■ RECORDS PROVIDED ■
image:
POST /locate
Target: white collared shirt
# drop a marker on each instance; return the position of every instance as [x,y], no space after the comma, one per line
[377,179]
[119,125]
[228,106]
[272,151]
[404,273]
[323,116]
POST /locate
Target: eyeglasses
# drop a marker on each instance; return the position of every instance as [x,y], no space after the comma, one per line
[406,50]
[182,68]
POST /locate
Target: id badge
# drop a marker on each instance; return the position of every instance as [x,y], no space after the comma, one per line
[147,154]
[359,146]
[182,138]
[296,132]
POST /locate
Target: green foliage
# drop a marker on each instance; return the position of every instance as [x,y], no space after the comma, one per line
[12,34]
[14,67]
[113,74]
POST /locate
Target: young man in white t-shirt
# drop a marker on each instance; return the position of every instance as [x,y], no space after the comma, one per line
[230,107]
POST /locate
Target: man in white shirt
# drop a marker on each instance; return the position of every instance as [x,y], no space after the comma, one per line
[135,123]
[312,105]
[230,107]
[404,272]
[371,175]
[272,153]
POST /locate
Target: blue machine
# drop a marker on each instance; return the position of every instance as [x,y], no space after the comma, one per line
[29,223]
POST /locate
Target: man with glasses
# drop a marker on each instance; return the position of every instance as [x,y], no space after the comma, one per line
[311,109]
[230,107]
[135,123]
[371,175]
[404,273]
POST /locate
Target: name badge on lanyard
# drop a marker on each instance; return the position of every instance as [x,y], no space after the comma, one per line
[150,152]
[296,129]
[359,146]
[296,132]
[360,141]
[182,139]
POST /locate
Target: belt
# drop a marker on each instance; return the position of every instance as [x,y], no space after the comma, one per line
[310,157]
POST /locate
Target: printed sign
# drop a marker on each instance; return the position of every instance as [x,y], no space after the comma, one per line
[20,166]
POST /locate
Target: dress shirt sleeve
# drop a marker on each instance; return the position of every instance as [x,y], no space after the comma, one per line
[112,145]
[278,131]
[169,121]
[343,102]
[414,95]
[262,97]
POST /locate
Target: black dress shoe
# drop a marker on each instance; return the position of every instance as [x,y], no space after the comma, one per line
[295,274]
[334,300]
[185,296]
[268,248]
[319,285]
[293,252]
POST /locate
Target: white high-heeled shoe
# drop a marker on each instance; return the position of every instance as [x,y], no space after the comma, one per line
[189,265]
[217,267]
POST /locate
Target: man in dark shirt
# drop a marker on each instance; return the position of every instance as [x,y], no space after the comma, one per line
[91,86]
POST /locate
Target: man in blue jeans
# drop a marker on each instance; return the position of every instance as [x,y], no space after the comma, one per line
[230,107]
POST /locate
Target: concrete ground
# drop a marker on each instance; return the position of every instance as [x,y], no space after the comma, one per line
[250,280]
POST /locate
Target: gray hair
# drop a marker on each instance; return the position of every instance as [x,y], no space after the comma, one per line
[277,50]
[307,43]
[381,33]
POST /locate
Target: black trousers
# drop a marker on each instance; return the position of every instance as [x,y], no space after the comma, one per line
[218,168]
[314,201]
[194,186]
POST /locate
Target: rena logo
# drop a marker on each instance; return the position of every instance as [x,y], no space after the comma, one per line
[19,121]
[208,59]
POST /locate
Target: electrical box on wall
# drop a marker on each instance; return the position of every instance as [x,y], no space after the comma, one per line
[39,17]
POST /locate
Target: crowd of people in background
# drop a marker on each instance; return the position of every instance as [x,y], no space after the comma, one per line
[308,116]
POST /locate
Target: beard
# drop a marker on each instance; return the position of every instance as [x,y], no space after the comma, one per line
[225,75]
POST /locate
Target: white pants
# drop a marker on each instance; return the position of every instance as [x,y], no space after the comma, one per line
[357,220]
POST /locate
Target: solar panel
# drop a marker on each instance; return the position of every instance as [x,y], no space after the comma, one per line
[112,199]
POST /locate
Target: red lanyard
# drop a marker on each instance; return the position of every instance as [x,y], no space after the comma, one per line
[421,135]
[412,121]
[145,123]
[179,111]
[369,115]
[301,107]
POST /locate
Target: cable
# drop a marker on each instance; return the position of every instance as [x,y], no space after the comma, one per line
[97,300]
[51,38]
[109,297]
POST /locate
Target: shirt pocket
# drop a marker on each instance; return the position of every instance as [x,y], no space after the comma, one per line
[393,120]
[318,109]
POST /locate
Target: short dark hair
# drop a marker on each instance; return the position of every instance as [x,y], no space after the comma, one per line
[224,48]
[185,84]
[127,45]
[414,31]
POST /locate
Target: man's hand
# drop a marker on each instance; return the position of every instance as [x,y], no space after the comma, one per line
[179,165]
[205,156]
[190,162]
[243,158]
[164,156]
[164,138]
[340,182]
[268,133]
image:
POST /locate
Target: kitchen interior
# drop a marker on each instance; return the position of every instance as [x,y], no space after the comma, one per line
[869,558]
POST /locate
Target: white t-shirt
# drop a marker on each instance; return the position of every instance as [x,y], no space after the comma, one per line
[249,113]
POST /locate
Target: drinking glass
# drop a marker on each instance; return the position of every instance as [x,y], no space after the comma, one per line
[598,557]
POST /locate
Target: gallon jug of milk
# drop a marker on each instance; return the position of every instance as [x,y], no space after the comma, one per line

■ EXERCISE GOAL ■
Using the data above, return each line exactly as written.

■ IN RESPONSE ■
image:
POST /locate
Target: white collared shirt
# drop a marker on each instance; return the position of every instance as [x,y], no space after the comma, one per line
[377,179]
[119,125]
[228,106]
[272,151]
[404,273]
[323,116]
POST /locate
Target: eyeglasses
# drop a marker on each instance; return the position of every instance as [x,y], no space after the comma, one per line
[406,50]
[182,68]
POST /locate
Target: id badge
# drop a marker on each instance; return the position of every instance as [x,y], no space after the comma, one per line
[147,154]
[359,146]
[182,138]
[296,132]
POST /locate
Target: green foliage
# drop a marker on each instance; return the position of every instance as [x,y], no space after the comma, one per line
[12,34]
[14,67]
[113,74]
POST /locate
Target: young man in white t-shirt
# drop a marker on each instance; return the position of every instance as [x,y], no space after the comma, one per line
[230,107]
POST /locate
Target: man in white shirt
# drop a marker on each instance; return the position of every instance as [x,y], no space after the comma, one per line
[135,123]
[312,105]
[230,107]
[404,272]
[371,175]
[272,153]
POST /locate
Target: blue machine
# drop a marker on each instance; return the position of every instance as [x,y], no space after the comma, one per line
[29,223]
POST /locate
Target: man with glasses
# drop a marker on each instance; return the position of every instance as [x,y], no space after the comma, one per line
[311,109]
[230,107]
[135,123]
[371,175]
[404,273]
POST /locate
Target: name badge on lanyard
# drop a marker on each instance; return the position of every instance as [x,y], no space after the comma, one per line
[150,152]
[296,129]
[359,146]
[296,132]
[360,141]
[182,139]
POST /locate
Target: belt
# drop a marker on each instance; return the position of every instance as [x,y], no space after the comma, one per line
[310,157]
POST /locate
Target: printed sign
# drop a marker on each instance; return the position of every instance as [x,y], no space after the comma, one per line
[20,166]
POST /locate
Target: dress shirt sleeve
# drop a marker on each instance; return the position of every instance as [x,y], no space after the comma, one per line
[112,145]
[278,131]
[169,121]
[343,102]
[414,95]
[262,97]
POST /locate
Target: black dress shoe
# drop a marker on each instance; return the position of every instance as [x,y], no space after the comma, one per line
[295,274]
[334,300]
[185,296]
[268,248]
[319,285]
[293,252]
POST /locate
Target: white high-heeled shoe
# drop a marker on each instance; return the position of every instance as [x,y], no space after the comma, one per line
[189,265]
[217,267]
POST /locate
Target: man in dark shirt
# drop a marker on each instance; return the position of every instance as [x,y], no space after the comma, one per line
[91,86]
POST /locate
Target: man in blue jeans
# drop a marker on each instance; return the position of every instance as [x,y], no space after the comma, one per line
[230,107]
POST /locate
Target: concrete ground
# drop a marker on each instance; return the position of every instance as [x,y], no space after the comma, one per line
[250,280]
POST /locate
Target: gray hair
# drop a marker on each instance; return the position of every instance as [x,y], no space after the comma, one per line
[277,50]
[307,43]
[381,33]
POST /locate
Target: black trousers
# drop a marker on each instance; return the position of every instance as [x,y], no space after the comma, one per line
[218,168]
[314,201]
[194,186]
POST /locate
Target: rena logo
# drop a marker on each instance; return the position of every instance as [x,y], no space after the comma, one per line
[19,121]
[208,59]
POST /locate
Target: electrical box on wall
# drop a marker on each instance; return the position of every instance as [x,y], no space after the comma, one per line
[39,17]
POST /locate
Target: crowd of people in background
# drop a marker on each instance; return the position of every instance as [x,y], no space after the comma, one per line
[308,116]
POST /locate
Target: beard
# drop a marker on each instance; return the position of every instance as [x,y], no space after the comma, one per line
[225,75]
POST /locate
Target: white pants
# drop a marker on each instance; return the position of every instance as [x,y], no space after the comma, one per line
[357,220]
POST /locate
Target: solar panel
# drop a marker on each instance; return the position of every instance as [x,y], no space after the comma, one per line
[112,199]
POST /locate
Target: red lanyard
# drop a marker on each instance; return the position of every instance as [x,y], no space after the comma, one per line
[421,135]
[412,121]
[145,123]
[179,111]
[369,115]
[301,107]
POST /locate
Target: cable
# drop a marker on each instance; return the position of every instance as [x,y], no space after the comma, one per line
[97,300]
[51,38]
[109,297]
POST /locate
Target: shirt pocket
# drop a marker on each instance; return the position of every instance as [x,y], no space after the comma, one per line
[393,120]
[318,109]
POST /locate
Target: short dark hair
# drop a marker on each instance; return the position of every instance as [x,y], no space after the comma, one per line
[224,48]
[185,84]
[127,45]
[414,31]
POST /locate
Target: man's hand
# drop a marker on each instance; return the position of every instance as [x,y], no space after the comma, one per line
[179,165]
[205,156]
[190,162]
[243,158]
[164,156]
[164,138]
[340,182]
[268,133]
image:
POST /locate
Target: kitchen interior
# drop a marker on each instance; return the position of every instance as [x,y], no space after the comma, one per line
[869,558]
POST /locate
Target: white t-shirt
# drop a marker on each instance; return the position of every instance as [x,y], no space after the comma, one per line
[249,113]
POST /locate
Target: drinking glass
# drop a marker on each instance; return the position of every instance as [x,y], no space after the comma, one per line
[598,557]
POST /locate
Target: gallon jug of milk
# drop a marker on each instance; return the position of every instance as [x,y], no space after the comma, one per line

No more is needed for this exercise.